-- Start Source --
REVIEW: SUNDAY HERALD: LOVE, LOSS AND WHAT WE ATE by PADMA LAKSHMI
A tasteful tell-all
Sheila Kumar, July 17, 2016
If Padma Lakshmi’s memoir is more memory and less food, it does not matter. Warmth and honesty infuses this candid account of her life and times; it is, quite literally, an answer to everything you wanted to know about her but didn’t know who to ask.
As the whole reading world knows by now, the author opens with that one compelling hook: her state of mind immediately after leaving her husband Salman Rushdie. Rushdie comes off as boorish, uncaring, an ‘equal opportunity derider’, even nasty-tongued. This, despite a line that runs thus: ‘the man I left… could illuminate any room, no matter how dim.’ However, there is life after Rushdie and that is what the book explores; once we are done with the Salman saga, the book gets quite interesting.
-- End Source --
-- Start Data provided --
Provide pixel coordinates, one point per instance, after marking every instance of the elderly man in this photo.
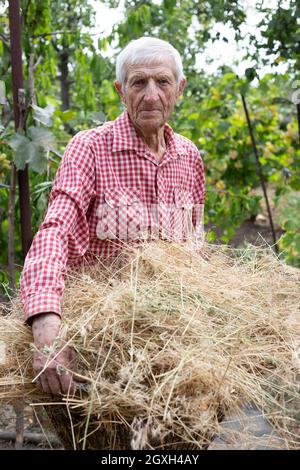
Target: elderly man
-- End Data provided --
Short task:
Write the next part of the review of Padma Lakshmi's memoir, picking up right after its last sentence. This data stands apart from the review of Padma Lakshmi's memoir.

Written answer:
The subject of much ridicule as an Indian girl growing up in America, Padma had to face much racism from her peers in school. ‘Black giraffe’ was one of the epithets she had to confront and face down; is it any wonder then, that for four years, she actually changed her name to Angelique? She looks discrimination squarely in the eye now, with age, maturity and hindsight.
And that’s not the only thing she dissects. ‘I’ve always felt like a truck driver trapped in the wrong body,’ she admits with frank candour and the reader just cannot help but be charmed. Padma makes no secret of the fact that she loves food (thair sadam being a special favourite), loves cooking, and even in her heyday as a model, did not shy away from eating heartily. Later in the book, she is equally candid about a post-baby body and the immense effort required to work that weight off. However, she is clear-eyed about how this baby is a real gift, suffering from endometriosis as Padma was. She went on to become a co-founder of the Endometriosis Foundation of America.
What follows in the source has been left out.